> **Recorded data**:
_____
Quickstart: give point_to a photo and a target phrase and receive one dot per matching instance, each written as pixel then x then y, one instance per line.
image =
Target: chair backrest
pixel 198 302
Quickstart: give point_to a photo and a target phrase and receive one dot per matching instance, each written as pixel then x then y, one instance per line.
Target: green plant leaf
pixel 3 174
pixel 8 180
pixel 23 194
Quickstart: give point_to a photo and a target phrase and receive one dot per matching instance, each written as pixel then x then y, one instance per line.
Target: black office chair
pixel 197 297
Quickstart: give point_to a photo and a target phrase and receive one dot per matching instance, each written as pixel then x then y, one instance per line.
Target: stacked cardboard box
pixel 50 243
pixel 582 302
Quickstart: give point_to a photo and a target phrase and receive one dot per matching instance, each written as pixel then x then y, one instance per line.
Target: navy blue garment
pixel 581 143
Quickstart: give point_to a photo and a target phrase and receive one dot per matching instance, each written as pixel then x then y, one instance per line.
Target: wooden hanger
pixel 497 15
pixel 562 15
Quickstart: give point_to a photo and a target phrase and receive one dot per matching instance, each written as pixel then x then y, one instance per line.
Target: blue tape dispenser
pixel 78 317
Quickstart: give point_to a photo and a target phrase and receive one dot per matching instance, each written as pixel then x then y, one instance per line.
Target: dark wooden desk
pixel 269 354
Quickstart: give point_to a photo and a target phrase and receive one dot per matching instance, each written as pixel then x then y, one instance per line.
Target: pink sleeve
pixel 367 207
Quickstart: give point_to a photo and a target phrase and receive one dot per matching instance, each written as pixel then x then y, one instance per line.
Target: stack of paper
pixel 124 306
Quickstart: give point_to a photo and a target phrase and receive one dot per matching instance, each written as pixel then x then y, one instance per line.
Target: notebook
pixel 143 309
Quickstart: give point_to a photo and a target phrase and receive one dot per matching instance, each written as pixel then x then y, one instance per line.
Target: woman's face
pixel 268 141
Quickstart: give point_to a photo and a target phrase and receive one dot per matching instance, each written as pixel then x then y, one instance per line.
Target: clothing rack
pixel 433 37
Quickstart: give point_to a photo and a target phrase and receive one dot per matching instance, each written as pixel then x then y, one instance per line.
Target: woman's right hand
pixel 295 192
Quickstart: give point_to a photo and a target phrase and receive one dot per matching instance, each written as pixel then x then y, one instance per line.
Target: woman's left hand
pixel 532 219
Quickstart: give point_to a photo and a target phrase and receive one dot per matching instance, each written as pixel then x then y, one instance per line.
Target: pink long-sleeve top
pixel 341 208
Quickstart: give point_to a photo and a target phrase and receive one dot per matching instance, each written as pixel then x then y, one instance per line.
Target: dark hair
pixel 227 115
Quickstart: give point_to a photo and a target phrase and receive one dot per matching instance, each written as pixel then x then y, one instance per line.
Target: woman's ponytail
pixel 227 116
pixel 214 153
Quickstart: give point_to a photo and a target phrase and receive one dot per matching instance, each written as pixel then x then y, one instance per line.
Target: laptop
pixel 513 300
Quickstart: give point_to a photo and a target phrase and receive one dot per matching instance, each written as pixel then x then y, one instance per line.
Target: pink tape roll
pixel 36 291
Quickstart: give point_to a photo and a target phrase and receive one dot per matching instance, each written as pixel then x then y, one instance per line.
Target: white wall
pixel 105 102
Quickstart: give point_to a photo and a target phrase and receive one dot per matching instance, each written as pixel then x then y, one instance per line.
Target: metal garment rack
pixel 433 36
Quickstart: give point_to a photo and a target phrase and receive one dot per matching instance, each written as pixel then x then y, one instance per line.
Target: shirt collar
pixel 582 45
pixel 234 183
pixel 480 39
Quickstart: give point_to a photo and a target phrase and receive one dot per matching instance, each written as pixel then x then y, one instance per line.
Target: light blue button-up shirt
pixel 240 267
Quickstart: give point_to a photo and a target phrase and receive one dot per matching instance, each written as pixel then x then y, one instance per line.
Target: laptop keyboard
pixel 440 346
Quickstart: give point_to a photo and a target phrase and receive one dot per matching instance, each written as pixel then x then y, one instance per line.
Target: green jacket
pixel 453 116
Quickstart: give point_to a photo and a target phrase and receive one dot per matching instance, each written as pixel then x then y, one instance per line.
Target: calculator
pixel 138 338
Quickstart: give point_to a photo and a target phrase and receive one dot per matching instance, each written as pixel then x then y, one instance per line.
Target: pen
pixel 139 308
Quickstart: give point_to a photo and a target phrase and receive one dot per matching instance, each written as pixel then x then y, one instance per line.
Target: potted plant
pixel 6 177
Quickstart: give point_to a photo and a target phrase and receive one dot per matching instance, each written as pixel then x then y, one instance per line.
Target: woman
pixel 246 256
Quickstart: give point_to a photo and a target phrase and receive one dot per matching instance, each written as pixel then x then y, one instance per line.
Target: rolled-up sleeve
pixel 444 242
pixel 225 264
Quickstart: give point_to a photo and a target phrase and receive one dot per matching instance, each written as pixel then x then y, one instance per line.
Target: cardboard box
_____
Write the listing out again, exactly as it reads.

> **Solution for this problem**:
Quickstart: give point_to a photo and a target phrase and receive one dot per matching instance, each written as pixel then x then y, one instance per line.
image =
Target: chair backrest
pixel 198 302
Quickstart: give point_to a photo and a target phrase and receive one dot per matching instance, each written as pixel then x then y, one instance per line.
Target: green plant leaf
pixel 3 174
pixel 8 180
pixel 23 194
Quickstart: give point_to a photo and a target phrase and receive one dot per matching instance, each written as pixel then x then y, one instance per line.
Target: black office chair
pixel 197 297
Quickstart: give point_to a photo and a target phrase and receive one dot per matching instance, each written as pixel then x then y, one instance per line.
Target: stacked cardboard box
pixel 50 243
pixel 582 302
Quickstart: give point_to a photo and a target phrase and receive one dot per matching instance, each written as pixel then x then y, one instance per line.
Target: navy blue garment
pixel 581 143
Quickstart: give point_to a photo and a target phrase and receive one dot per matching instance, each written as pixel then x then y, one instance per line.
Target: wooden hanger
pixel 497 15
pixel 562 15
Quickstart: give point_to a photo and a target phrase and receive one dot per matching instance, each written as pixel then x then y, one instance per line.
Target: blue tape dispenser
pixel 78 317
Quickstart: give point_to a photo and a target phrase and receive one dot per matching instance, each written as pixel then x then y, one instance per line.
Target: dark wooden desk
pixel 269 354
Quickstart: give point_to a photo and a target phrase and receive one dot per matching instance, each written as pixel then x then y, one instance per line.
Target: pink sleeve
pixel 367 207
Quickstart: give point_to a photo and a target phrase and receive one dot per matching instance, each written as pixel then x then y, one instance per line.
Target: stack of paper
pixel 124 306
Quickstart: give point_to a photo and a target phrase and receive one dot per matching instance, each written as pixel then x then y, one instance per line.
Target: notebook
pixel 143 309
Quickstart: give point_to a photo and a target phrase and receive one dot per matching instance, each written as pixel then x then y, one instance per line.
Target: woman's face
pixel 268 141
Quickstart: give point_to a photo and a target phrase and receive one dot per matching instance, each written as pixel then x then y, one instance per line.
Target: clothing rack
pixel 433 37
Quickstart: give point_to a photo and a target phrase and receive one dot per matching instance, each written as pixel then x then y, one instance per line.
Target: woman's right hand
pixel 295 192
Quickstart: give point_to a photo and a target phrase and receive one dot per matching instance, each written as pixel then x then y, one instance per line.
Target: woman's left hand
pixel 532 219
Quickstart: give point_to a photo and a target phrase and receive one dot per matching instance, each written as pixel then x then y, one instance per line.
Target: pink long-sleeve top
pixel 341 208
Quickstart: give point_to a photo and a target phrase and receive one dot per matching instance, each written as pixel then x then y, one instance per line.
Target: dark hair
pixel 227 115
Quickstart: give point_to a photo and a target phrase and receive one dot per matching instance, each written as pixel then x then y, one instance per line.
Target: woman's ponytail
pixel 227 116
pixel 214 153
Quickstart: give point_to a photo and a target phrase and receive one dot per matching instance, each written as pixel then x then y, one instance per line.
Target: laptop
pixel 513 300
Quickstart: give point_to a photo and a target phrase and receive one dot per matching instance, each written as pixel then x then y, one instance per line.
Target: pink tape roll
pixel 36 291
Quickstart: give point_to a photo and a target phrase and receive one dot per matching instance, each written as pixel then x then y, one instance per line.
Target: white wall
pixel 105 102
Quickstart: give point_to a photo and a target phrase and receive one dot per matching instance, each written as pixel then x then y, one instance per line.
Target: metal garment rack
pixel 433 36
Quickstart: give point_to a photo and a target phrase and receive one dot per matching instance, each written as pixel then x then y, one instance per line.
Target: shirt collar
pixel 582 45
pixel 234 183
pixel 480 39
Quickstart: give point_to a photo and a target phrase and receive one dot per matching instance, each written as pixel then x then y, one instance per line.
Target: light blue button-up shirt
pixel 240 267
Quickstart: give point_to a photo and a target phrase and receive one dot per matching instance, each written as pixel then x then y, one instance per line.
Target: laptop keyboard
pixel 440 346
Quickstart: give point_to a photo and a target phrase and receive one dot per matching instance, each written as pixel then x then y, one instance per line.
Target: green jacket
pixel 453 116
Quickstart: give point_to a photo and a target phrase and receive one dot per matching instance, each written as pixel then x then y, one instance per line.
Target: calculator
pixel 138 338
Quickstart: give point_to a photo and a target phrase and receive one dot per matching instance, each written as pixel then x then y, one instance per line.
Target: pen
pixel 139 308
Quickstart: give point_to a photo and a target phrase and receive one dot per matching instance, each written as pixel then x then y, one instance per line.
Target: potted plant
pixel 6 177
Quickstart: give point_to a photo and a target phrase and receive one dot per matching instance, each written as pixel then x then y, one instance per line.
Target: woman
pixel 246 256
Quickstart: give point_to a photo and a target phrase and receive one dot per matching instance, each written as pixel then x then y, one instance per line.
Target: rolled-up sleeve
pixel 444 242
pixel 225 264
Quickstart: give point_to a photo and a target phrase and receive one dot per matching instance, each written as pixel then x then y, one instance per line.
Target: cardboard box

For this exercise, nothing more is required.